* Request *
Put the records from the line with "ROI: dark curly hair" up to and including the line with "[223,248,234,256]" into a Markdown table with a Row column for the row number and a Line column for the line. Skip blank lines and leave the pictures out.

* Listed entries *

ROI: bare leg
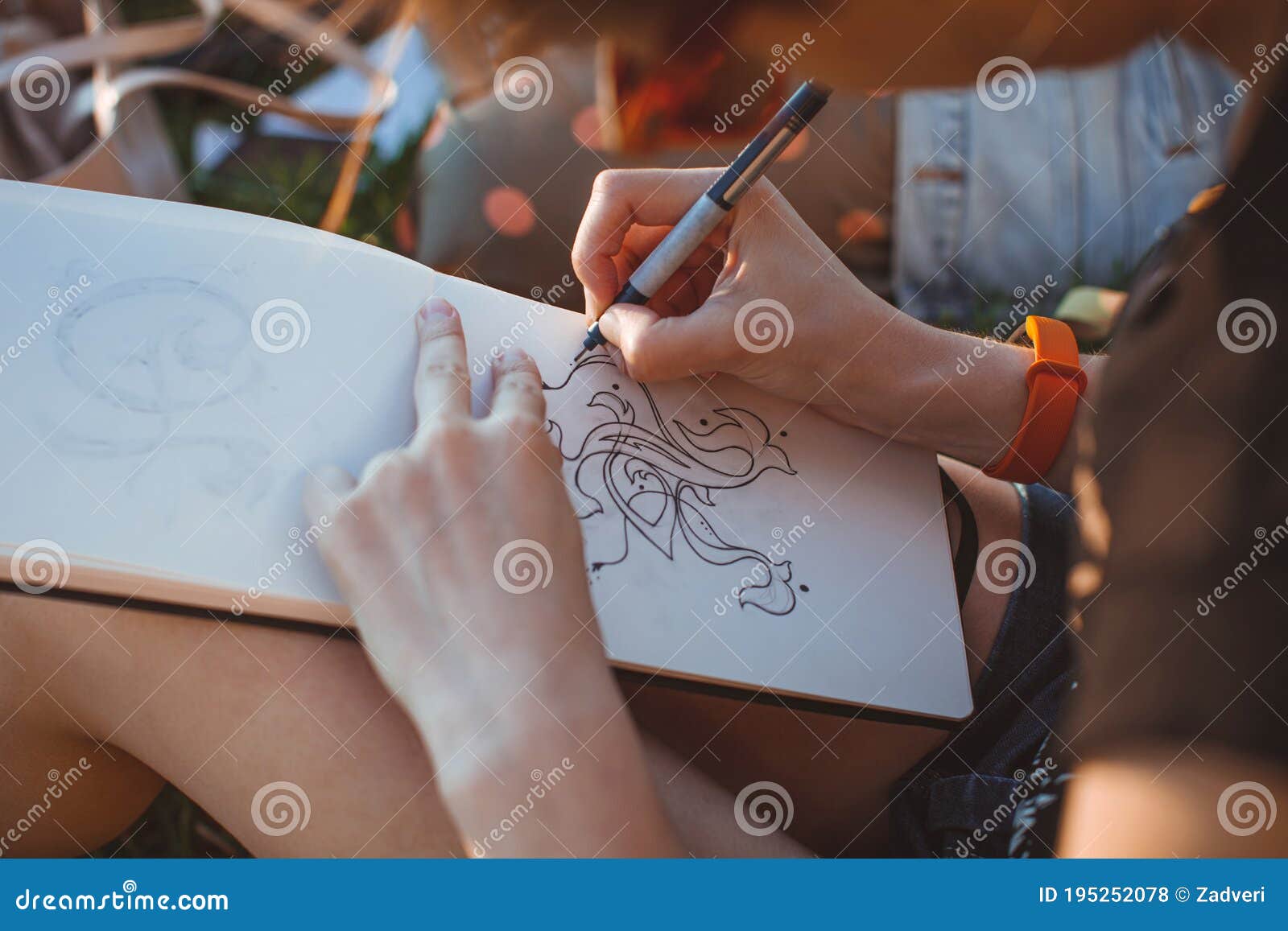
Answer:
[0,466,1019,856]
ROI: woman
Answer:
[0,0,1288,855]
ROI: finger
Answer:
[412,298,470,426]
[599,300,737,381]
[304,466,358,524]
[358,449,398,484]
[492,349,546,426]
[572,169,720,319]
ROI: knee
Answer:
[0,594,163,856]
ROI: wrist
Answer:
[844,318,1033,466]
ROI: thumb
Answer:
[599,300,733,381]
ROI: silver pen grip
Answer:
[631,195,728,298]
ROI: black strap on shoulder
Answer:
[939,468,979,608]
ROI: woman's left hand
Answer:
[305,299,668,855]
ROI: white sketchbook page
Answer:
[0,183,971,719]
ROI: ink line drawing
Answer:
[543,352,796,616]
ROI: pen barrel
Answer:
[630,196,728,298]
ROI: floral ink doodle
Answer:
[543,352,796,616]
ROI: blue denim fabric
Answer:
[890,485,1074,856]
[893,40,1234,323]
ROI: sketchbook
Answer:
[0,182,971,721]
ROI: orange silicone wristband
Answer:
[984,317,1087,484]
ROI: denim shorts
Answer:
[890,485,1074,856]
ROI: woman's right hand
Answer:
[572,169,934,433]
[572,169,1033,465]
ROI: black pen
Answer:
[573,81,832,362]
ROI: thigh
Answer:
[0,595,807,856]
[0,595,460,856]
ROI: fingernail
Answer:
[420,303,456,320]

---

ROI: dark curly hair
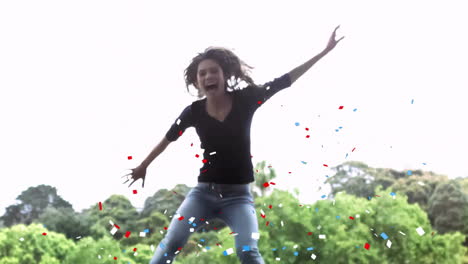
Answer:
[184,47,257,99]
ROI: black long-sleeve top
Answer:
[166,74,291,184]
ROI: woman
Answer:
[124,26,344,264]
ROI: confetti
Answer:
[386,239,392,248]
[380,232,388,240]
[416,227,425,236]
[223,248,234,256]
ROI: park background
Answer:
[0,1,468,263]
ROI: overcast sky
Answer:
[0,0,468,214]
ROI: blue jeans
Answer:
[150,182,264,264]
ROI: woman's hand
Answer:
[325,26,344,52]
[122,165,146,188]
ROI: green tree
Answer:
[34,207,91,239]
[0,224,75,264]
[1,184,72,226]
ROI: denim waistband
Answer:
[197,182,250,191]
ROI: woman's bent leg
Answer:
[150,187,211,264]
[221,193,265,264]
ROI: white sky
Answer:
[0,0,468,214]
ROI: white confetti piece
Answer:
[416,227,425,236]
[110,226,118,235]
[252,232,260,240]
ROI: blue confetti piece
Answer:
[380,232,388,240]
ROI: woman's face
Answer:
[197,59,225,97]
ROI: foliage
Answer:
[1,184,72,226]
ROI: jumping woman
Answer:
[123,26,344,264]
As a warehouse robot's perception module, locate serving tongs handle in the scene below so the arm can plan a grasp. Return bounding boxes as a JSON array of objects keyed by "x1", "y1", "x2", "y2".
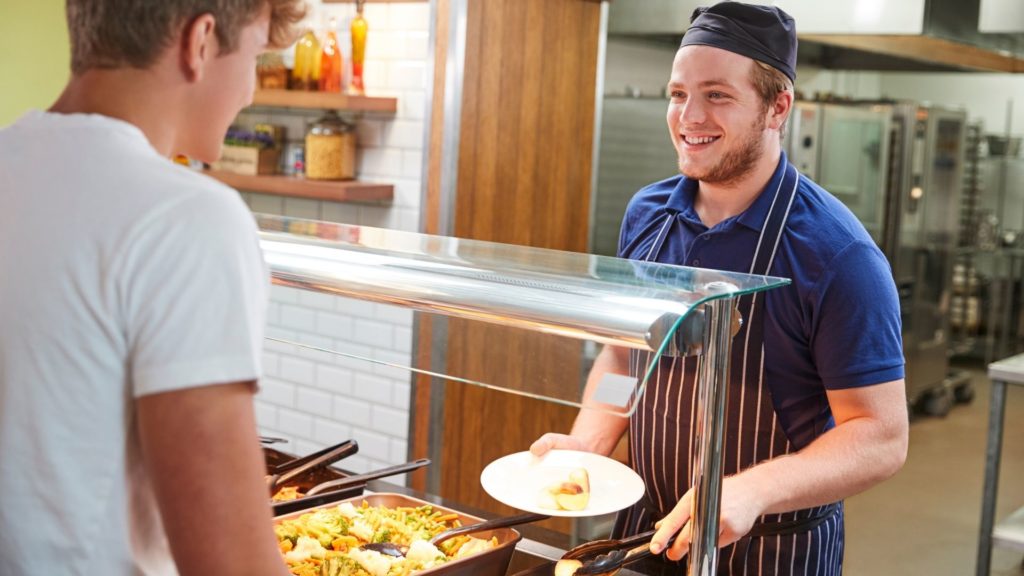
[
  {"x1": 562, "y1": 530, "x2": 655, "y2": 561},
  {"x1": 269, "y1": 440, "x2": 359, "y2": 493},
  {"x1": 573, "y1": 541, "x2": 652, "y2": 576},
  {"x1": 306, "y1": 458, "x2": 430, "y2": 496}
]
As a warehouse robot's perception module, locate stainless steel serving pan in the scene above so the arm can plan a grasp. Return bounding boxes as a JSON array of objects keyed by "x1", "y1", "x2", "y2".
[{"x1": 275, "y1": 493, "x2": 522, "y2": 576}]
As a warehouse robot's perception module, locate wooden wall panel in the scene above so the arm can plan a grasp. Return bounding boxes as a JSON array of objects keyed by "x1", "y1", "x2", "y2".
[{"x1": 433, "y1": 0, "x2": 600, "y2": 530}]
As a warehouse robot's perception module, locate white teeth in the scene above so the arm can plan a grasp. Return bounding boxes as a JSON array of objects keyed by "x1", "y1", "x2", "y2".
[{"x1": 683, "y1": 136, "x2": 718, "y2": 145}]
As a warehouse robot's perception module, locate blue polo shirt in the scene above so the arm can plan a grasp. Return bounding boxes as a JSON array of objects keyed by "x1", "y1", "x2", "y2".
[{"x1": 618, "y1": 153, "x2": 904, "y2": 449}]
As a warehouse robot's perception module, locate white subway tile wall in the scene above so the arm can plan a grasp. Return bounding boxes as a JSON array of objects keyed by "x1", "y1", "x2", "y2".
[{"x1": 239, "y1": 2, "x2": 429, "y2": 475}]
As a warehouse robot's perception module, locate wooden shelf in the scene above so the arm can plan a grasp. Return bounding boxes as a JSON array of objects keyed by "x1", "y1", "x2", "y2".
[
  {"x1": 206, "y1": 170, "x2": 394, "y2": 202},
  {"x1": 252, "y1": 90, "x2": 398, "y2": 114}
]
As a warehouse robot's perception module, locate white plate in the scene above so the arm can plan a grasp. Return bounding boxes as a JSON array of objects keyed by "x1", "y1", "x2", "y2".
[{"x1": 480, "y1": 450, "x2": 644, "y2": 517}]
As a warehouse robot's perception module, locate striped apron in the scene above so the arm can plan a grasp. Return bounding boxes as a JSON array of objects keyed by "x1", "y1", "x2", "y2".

* Solution to this task *
| Row | Line |
|---|---|
| 1 | ROI: dark curly hair |
| 2 | Answer: |
| 3 | [184,47,257,99] |
| 4 | ROI: black long-sleeve top |
| 5 | Answer: |
| 6 | [166,74,291,184] |
| 7 | ROI: woman |
| 8 | Answer: |
| 9 | [124,26,344,264] |
| 10 | ROI: confetti |
| 11 | Answer: |
| 12 | [386,239,392,248] |
| 13 | [380,232,388,240] |
| 14 | [416,227,425,236] |
| 15 | [223,248,234,256] |